→ **Work to do**:
Copy every line of the data exactly, leaving nothing out.

→ **Data for this task**:
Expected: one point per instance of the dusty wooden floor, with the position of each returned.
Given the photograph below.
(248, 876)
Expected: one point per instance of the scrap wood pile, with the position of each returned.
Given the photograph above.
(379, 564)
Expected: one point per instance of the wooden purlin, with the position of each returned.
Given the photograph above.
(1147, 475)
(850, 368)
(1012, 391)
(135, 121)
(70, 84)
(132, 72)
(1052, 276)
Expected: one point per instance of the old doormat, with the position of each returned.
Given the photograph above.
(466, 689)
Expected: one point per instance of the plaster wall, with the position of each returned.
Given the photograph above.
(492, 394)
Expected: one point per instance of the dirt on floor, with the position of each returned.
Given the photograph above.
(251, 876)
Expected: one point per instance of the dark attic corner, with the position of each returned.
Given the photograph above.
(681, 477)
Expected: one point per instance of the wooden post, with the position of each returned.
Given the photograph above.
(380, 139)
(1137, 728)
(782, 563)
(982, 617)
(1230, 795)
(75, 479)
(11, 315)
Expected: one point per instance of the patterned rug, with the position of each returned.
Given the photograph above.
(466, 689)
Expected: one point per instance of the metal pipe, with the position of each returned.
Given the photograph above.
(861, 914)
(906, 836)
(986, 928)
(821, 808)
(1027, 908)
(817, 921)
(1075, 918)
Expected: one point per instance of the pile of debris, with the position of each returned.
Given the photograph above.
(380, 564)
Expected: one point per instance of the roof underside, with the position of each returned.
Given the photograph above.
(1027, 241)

→ **Exercise solution**:
Expected: one point per instance of the dusty wooden floor, with the position of each returned.
Given the photograph below.
(248, 876)
Expected: one point per instance of the scrap wood pile, with the position of each returned.
Given the photograph above.
(379, 564)
Expected: one point per instance of the wooden purlin, with the position of each returned.
Given the photograph above.
(1147, 475)
(850, 368)
(1012, 391)
(135, 121)
(70, 84)
(132, 72)
(1052, 276)
Expected: one point per instance of the old doormat, with the position of each returned.
Given the photograph above.
(466, 689)
Expected: one point per instance of the plaster wall, with the position of each returned.
Given the photograph above.
(492, 394)
Expected: one point per instance of the dirt on floor, with the position of each returned.
Given the photograph above.
(251, 876)
Expected: one point per instance of the dark attic corner, with the position of each returned.
Given the photograph above.
(681, 477)
Expected: one point per instance of the wooden post, with the position of each returned.
Given the photograph above.
(380, 139)
(1137, 728)
(782, 563)
(982, 617)
(1230, 795)
(75, 479)
(11, 315)
Expected: one point per instance of the patterned rug, with the position of each returned.
Given the photograph above.
(466, 689)
Expected: one point per instance of the metal pipe, with the position of each returned.
Given the photograph above.
(861, 914)
(906, 836)
(986, 928)
(821, 808)
(1027, 908)
(817, 921)
(1075, 918)
Expected: one point per instance of the pile of debris, with the position of each returned.
Given the photograph above.
(380, 564)
Expected: one point per instance of the roof underside, with the position of each returned.
Given the photograph above.
(1027, 241)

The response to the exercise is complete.